Work task: Reproduce the sleep apnea article between "There is correlation" and "of this century.", inclusive, swapping "carcinogens" for "cancer-causing substances".

:: Given passage

Sleep apnea is a condition where people experience partial or complete obstruction of their airways during sleep and stop breathing several times a night. It can can manifest as loud snoring, gasping, choking and daytime sleepiness and is believed to affect at least 7 percent of the population.

There is correlation between that and obesity, diabetes, cigarettes, and alcohol. There is no plausible biological mechanism for why those would cause sleep apnea, it is just correlation - epidemiologists look at rows of inputs and columns of effects - and that is the problem with a new paper claiming a link to cancer

Correlation papers are in the exploratory pile rather than the true science pile because science has not validated how it might be linked to any of those things. Misused it causes unnecessary panic. Smoking and alcohol are definitely risk factors for cancer, they are both class 1 carcinogens that have weight of evidence and not just suspect data dredging like International Agency for Research on Cancer engaged in most of this century. 

The data were 62,811 patients five years prior to the start of treatment for sleep apnea in Sweden. Between July 2010 and March 2018, patients were treated with continuous positive airway pressure (CPAP), which provides a positive pressure of air through a mask to keep the airways open during sleep. The researchers linked these data with data from the Swedish National Cancer Registry and socio-economic data from Statistics Sweden. They matched 2,093 patients with sleep apnea and a diagnosis of cancer up to five years before  sleep apnea diagnosis with a control group of 2,093 patients with sleep apnea  but no cancer. They measured the severity of sleep apnea with the apnoea hypopnea index (AHI), which measures the number of breathing disturbances during sleep, or the oxygen desaturation index (ODI), which measures how many times an hour levels of oxygen in the blood fall by at least 3% for ten seconds or longer.

Patients with cancer had slightly more severe sleep apnea, as measured by an apnoea hypopnea index average of 32 versus 30, and an oxygen desaturation index of 28 versus 26. In further analysis of subgroups, ODI was higher in patients with lung cancer (38 versus 27) prostate cancer (28 versus 24) and malignant melanoma (32 versus 25).

So there is a small association but no causal link. It also did not take into account numerous other lifestyle factors that could be involved.

::::
:: Data listing

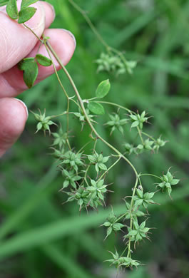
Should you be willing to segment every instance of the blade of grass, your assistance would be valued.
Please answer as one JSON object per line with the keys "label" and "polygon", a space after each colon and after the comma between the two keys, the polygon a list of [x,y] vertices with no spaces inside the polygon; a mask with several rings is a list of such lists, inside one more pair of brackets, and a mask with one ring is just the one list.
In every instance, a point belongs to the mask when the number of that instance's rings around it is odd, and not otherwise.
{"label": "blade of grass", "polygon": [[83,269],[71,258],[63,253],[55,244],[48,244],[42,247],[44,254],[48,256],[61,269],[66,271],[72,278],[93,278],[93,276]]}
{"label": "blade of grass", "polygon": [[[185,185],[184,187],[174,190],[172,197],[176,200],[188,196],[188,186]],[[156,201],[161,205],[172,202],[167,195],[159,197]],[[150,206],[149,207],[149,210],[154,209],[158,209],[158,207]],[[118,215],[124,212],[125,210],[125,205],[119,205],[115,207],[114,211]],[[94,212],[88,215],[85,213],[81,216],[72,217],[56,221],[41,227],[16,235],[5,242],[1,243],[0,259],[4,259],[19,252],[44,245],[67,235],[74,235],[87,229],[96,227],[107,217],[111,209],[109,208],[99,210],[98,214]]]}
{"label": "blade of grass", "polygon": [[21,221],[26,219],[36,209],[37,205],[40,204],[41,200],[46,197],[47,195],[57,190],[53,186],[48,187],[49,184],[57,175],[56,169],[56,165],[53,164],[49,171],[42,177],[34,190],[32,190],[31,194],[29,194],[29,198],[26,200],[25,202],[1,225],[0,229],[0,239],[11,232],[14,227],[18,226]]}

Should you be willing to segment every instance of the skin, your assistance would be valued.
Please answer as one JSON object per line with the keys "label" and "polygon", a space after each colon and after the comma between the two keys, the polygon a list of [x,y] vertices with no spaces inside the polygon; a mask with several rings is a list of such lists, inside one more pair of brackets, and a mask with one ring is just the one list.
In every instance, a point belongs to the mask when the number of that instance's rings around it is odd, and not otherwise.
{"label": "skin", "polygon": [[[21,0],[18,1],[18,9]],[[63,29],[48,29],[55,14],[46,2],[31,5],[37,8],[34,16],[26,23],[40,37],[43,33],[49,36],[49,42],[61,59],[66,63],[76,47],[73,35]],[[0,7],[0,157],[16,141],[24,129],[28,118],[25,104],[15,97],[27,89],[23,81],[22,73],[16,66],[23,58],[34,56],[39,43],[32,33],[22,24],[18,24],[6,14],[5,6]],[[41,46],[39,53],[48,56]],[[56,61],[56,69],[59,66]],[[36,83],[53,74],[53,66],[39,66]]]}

::::

Answer space:
There is correlation between that and obesity, diabetes, cigarettes, and alcohol. There is no plausible biological mechanism for why those would cause sleep apnea, it is just correlation - epidemiologists look at rows of inputs and columns of effects - and that is the problem with a new paper claiming a link to cancer

Correlation papers are in the exploratory pile rather than the true science pile because science has not validated how it might be linked to any of those things. Misused it causes unnecessary panic. Smoking and alcohol are definitely risk factors for cancer, they are both class 1 cancer-causing substances that have weight of evidence and not just suspect data dredging like International Agency for Research on Cancer engaged in most of this century.